Also are the letters on Solicitor headed paper or are they offers which come directly from you wife?

The idea that after twenty years your wife comes out with all the equity and you stay on the mortgage and get just £5k is seriously prejudiced - even if the letters are marked without prejudice a court would have to say that "without prejudice" was being abused and you would be in your rights to disclose it to a court as it is obviously very prejudiced and very dishonest and taking advantage of your situation as a self litigant who cannot afford (or even doesn''t want - you should not be prejudiced just because you do not have a solicitor for any reason) to get one.

You have rights and responsibilites and a duty of care to your daughter. Your wife has a duty of care to your daughter and that does not include abusing your long marriage and putting you in an emotionally and financially distressed state and in a situation where you cannot provide a stable home for your daughter post divorce.

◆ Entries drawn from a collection

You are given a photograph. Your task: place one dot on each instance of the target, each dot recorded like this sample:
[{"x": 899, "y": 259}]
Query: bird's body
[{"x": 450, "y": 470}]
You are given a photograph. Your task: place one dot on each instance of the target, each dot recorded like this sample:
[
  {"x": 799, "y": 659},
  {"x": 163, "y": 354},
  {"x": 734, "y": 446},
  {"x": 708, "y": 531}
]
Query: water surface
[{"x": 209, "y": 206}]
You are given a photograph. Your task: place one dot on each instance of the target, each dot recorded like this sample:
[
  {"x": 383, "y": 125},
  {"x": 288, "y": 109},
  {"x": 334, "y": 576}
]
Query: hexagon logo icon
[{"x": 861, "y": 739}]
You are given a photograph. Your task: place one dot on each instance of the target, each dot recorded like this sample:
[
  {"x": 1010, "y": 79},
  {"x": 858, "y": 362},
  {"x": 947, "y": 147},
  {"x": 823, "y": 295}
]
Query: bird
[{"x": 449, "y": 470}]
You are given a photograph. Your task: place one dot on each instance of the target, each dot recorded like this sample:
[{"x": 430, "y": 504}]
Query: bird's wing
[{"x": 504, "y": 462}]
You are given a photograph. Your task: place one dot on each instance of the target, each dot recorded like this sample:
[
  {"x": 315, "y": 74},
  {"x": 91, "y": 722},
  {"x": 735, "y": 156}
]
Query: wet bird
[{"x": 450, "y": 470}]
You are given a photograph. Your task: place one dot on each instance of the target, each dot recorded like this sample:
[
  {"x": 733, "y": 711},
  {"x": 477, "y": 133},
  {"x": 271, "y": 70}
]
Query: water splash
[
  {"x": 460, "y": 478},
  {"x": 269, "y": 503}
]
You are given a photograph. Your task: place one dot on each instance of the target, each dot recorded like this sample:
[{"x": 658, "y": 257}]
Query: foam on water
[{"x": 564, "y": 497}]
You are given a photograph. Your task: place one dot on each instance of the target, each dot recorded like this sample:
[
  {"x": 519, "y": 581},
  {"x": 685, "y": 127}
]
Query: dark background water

◆ Required work
#1 In the divorce-offer excerpt, find each occurrence of "prejudice" or "prejudiced" in order, and write each one together with the word that comes directly before it.
#2 Pull out every line of the listing that holds the string "water". Case counts.

◆ The responses
#1
seriously prejudiced
without prejudice
without prejudice
very prejudiced
be prejudiced

#2
Query: water surface
Query: water splash
Query: foam on water
Query: dark background water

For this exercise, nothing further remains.